Starting at the line that contains "Your task is to find white pillar." and ending at the line that contains "[0,161,41,281]", write out those lines of the material below as a numbered list, leaving out any blank lines.

Data in this exercise =>
--- start ---
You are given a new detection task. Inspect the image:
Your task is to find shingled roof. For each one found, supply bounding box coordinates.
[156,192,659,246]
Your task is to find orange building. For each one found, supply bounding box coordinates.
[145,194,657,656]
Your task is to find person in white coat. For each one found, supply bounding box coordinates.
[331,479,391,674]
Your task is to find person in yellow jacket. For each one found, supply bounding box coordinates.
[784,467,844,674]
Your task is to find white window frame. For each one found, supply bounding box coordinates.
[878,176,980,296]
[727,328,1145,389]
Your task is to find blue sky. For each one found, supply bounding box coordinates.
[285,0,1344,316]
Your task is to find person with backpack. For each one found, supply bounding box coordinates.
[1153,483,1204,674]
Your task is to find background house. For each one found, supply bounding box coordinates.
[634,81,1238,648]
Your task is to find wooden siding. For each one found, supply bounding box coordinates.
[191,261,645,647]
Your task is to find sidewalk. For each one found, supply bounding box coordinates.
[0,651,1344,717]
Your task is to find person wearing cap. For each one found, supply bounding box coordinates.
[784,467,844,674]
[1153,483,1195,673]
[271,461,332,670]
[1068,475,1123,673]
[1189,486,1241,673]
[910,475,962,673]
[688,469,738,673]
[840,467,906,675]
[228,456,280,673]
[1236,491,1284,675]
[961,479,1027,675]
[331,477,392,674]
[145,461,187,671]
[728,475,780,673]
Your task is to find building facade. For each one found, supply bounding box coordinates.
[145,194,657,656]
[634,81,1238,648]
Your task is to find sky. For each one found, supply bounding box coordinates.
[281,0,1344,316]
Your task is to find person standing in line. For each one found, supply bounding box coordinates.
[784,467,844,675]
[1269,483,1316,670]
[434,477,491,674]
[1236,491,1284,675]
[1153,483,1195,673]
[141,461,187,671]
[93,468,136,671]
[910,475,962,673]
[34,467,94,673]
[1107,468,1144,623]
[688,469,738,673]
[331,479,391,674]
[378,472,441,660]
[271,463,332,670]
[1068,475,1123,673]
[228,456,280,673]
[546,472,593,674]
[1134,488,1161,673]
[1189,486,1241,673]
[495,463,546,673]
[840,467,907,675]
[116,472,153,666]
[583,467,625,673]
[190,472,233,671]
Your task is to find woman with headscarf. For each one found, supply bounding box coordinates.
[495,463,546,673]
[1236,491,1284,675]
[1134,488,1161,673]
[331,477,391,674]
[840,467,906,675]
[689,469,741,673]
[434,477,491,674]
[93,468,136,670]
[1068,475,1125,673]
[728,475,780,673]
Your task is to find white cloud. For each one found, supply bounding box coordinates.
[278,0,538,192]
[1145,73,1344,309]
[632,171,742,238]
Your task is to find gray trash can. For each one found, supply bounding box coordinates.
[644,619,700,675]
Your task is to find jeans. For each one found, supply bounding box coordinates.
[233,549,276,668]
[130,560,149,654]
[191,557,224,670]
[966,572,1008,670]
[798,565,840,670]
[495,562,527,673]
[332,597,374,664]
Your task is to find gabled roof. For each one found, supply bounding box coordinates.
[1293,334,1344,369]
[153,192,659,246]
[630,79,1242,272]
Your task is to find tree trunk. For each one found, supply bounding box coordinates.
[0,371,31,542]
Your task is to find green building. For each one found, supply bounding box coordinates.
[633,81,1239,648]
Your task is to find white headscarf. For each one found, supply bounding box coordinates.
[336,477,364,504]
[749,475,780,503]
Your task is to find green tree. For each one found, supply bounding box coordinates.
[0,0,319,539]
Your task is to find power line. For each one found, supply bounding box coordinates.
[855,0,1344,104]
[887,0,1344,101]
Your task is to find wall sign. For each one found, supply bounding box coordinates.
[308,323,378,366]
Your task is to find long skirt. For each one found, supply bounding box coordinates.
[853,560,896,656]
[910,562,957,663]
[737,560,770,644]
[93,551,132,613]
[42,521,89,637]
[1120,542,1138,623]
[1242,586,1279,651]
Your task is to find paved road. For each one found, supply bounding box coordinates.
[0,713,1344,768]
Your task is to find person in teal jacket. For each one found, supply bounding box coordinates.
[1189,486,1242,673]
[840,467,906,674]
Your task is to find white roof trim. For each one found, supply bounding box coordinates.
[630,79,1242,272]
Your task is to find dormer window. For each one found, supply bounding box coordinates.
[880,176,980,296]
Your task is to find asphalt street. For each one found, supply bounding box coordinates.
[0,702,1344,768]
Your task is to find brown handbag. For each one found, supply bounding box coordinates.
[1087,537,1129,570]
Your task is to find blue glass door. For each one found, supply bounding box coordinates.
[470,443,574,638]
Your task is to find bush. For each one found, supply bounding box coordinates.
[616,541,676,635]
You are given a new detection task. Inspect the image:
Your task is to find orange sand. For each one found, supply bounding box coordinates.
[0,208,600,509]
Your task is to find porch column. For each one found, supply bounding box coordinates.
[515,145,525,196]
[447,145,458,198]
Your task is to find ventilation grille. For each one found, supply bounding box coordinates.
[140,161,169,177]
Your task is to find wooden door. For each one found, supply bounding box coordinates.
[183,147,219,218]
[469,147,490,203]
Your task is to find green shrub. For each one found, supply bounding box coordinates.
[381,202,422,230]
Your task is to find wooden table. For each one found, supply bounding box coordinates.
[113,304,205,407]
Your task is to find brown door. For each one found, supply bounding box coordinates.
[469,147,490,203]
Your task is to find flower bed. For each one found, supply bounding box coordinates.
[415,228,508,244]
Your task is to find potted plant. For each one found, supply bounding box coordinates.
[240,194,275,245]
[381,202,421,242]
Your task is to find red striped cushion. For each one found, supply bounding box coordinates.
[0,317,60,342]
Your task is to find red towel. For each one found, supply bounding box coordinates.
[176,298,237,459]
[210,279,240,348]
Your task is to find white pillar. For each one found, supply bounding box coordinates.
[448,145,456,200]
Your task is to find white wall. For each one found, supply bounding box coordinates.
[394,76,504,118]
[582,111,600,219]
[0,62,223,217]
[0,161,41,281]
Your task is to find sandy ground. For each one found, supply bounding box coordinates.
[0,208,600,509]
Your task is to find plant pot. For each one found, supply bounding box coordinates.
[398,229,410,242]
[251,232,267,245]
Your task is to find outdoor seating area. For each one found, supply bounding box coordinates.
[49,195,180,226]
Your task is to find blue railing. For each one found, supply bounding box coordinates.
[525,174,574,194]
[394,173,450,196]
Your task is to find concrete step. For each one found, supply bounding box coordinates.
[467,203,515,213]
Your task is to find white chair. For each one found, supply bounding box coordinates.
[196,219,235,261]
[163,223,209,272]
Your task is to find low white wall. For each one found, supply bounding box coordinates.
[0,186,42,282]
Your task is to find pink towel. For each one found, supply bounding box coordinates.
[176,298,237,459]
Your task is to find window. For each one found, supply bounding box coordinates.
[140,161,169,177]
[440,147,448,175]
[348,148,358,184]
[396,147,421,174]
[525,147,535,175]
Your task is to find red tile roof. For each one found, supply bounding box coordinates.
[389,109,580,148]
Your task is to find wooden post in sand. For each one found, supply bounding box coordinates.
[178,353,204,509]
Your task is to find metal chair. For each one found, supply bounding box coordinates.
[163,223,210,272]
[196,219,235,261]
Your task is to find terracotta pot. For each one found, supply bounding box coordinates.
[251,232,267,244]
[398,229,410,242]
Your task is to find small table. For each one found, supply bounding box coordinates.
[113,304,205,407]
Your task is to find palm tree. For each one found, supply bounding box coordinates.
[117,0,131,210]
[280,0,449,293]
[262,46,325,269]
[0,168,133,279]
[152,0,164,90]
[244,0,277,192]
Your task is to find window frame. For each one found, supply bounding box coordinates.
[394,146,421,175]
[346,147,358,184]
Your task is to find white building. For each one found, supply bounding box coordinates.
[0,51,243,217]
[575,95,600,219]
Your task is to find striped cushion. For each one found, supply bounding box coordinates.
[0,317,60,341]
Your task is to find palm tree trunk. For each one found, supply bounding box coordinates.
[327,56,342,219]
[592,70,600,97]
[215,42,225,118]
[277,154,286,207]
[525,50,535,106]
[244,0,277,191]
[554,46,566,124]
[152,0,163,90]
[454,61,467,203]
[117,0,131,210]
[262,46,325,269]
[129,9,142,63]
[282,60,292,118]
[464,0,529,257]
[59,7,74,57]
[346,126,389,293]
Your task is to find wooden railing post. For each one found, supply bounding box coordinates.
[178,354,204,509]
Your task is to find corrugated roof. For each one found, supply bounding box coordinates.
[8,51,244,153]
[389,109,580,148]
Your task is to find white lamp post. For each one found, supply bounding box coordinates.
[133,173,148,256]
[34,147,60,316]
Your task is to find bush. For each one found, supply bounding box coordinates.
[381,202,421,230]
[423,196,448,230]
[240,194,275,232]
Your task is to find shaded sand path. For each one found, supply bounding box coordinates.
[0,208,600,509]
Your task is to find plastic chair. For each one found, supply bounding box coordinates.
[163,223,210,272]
--- end ---
The output =>
1. Your task is to find white pillar. For each one found, supply bounding box coordinates.
2. [448,145,456,200]
3. Your task is to find white wall. For each one found, supply bounding box coordinates.
4. [394,76,504,118]
5. [582,111,600,219]
6. [0,62,223,217]
7. [0,161,41,281]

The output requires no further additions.